# To do
Continue the New Orient restaurant review below, starting right after its final sentence.

Segment Start: Text block

I eat lemon sole stuffed with "sweet lobster" (probably crayfish, I think), baked in a brown crab sauce sparked with saffron and bits of roasted apple, served over handmade mushroom ravioli and topped with asparagus. This dish reminds me why I search out these strip-mall places: It's fantastic -- shamelessly, guiltlessly bizarre, and unlike anything I would ever be offered by a kitchen that knows better than to combine lobster and crab and sole and fruit and mushrooms all on one plate, and because it is served so proudly in a portion so large that I can only eat half.
New Orient has a new (ish) menu insert, too. On another night, I pay seven dollars for the lobster-stuffed dumplings and have to force myself to eat them. They taste like they're stuffed with canned tuna and are served on a chipped, cracked plate. This is a far cry from the delight of that curry a few days ago, but I brace myself with fried Vietnamese egg rolls that taste just like the wild-mushroom mille-feuilles served downtown in those temples of haute Froggery, vermicelli twirled through a sharp bowl of fish sauce, and big chunks of beef, marinated and grilled and sweet. My plate of pork chops, sliced and wrapped around the bodies of gigantic shrimp, topped with what I can only guess is a nuoc cham rémoulade, is a marvel -- as rough and rustic as anything in the classical French-Vietnamese canon, but cooked so perfectly that the chops don't even need toothpicks to hold them together.

Segment End: Text block
Segment Start: Data shown

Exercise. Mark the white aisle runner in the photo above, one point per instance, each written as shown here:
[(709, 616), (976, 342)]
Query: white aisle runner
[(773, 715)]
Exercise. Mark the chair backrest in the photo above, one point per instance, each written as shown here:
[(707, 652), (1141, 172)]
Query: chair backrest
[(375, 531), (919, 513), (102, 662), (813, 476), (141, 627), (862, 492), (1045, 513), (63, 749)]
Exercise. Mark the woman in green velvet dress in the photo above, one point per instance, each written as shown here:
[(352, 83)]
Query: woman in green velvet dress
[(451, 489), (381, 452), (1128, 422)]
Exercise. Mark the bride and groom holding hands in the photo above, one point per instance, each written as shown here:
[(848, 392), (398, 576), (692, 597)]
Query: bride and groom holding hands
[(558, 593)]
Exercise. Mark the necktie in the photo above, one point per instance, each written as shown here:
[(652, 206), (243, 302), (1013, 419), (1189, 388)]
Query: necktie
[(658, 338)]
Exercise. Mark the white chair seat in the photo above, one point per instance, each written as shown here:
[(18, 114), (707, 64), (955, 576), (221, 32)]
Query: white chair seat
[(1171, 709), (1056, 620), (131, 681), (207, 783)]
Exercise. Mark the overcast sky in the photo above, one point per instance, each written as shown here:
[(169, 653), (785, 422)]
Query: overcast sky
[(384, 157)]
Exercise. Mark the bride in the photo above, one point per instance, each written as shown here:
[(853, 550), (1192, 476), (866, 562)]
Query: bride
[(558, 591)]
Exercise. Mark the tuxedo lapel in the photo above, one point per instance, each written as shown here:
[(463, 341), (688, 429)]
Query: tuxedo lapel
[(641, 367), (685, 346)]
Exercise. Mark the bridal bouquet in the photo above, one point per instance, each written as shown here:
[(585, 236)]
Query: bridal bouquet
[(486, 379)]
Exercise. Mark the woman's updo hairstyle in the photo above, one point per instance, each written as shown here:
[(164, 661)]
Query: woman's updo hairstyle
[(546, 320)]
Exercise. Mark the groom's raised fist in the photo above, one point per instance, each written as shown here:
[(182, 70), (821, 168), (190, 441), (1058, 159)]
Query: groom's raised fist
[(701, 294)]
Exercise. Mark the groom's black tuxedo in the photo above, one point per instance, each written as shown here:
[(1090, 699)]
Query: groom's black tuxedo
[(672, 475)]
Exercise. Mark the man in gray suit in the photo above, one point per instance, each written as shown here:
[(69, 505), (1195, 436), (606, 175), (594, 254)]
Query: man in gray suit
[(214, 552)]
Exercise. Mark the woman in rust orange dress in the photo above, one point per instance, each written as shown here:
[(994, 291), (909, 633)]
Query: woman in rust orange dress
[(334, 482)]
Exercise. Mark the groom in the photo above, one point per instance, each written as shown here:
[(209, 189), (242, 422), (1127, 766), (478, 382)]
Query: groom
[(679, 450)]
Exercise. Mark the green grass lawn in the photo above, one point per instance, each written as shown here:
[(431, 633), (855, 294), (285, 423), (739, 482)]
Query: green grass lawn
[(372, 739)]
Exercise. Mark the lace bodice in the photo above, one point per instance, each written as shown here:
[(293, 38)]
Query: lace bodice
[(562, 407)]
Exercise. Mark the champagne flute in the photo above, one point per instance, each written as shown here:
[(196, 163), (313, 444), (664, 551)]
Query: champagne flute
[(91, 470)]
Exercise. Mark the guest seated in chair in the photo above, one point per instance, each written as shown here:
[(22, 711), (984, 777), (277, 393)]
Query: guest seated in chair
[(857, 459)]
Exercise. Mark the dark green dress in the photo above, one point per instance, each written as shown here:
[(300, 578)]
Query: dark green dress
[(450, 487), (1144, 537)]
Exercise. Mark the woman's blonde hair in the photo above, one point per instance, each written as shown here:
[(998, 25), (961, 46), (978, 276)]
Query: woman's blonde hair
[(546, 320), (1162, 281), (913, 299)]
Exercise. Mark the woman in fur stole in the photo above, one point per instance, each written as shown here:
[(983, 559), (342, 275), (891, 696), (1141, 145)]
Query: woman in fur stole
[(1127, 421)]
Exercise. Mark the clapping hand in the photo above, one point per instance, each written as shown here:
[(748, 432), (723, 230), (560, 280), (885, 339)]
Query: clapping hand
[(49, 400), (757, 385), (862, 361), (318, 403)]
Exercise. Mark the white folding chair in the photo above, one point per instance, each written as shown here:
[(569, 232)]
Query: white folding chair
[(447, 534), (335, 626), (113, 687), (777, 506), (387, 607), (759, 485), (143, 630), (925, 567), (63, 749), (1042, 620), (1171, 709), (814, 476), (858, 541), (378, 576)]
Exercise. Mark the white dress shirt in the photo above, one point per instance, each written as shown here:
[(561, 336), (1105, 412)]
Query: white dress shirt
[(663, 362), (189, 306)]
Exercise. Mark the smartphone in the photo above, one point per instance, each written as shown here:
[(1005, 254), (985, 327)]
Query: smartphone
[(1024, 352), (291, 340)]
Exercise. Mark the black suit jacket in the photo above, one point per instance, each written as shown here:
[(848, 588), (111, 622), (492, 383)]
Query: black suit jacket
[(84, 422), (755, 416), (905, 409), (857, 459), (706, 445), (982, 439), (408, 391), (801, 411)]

Segment End: Data shown

# Task output
Strip-mall dining in a city as explosively diverse as Denver can be magic; the simplest things and the strangest things -- a stuffed sole, a pork roulade, green chiles and fettuccine -- can sneak up on you and take your head right off. You don't anticipate such a meal, but when you stumble upon it, the surprises, both good and bad, make the meal worthwhile. After all, the little victories, the small defeats, the occasional flashes of left-field genius are what take you from Vietnam to Italy, from Freaktown to Tumsville, from the best curry in the city to the worst mozzarella ever, all in the space of just 32 steps.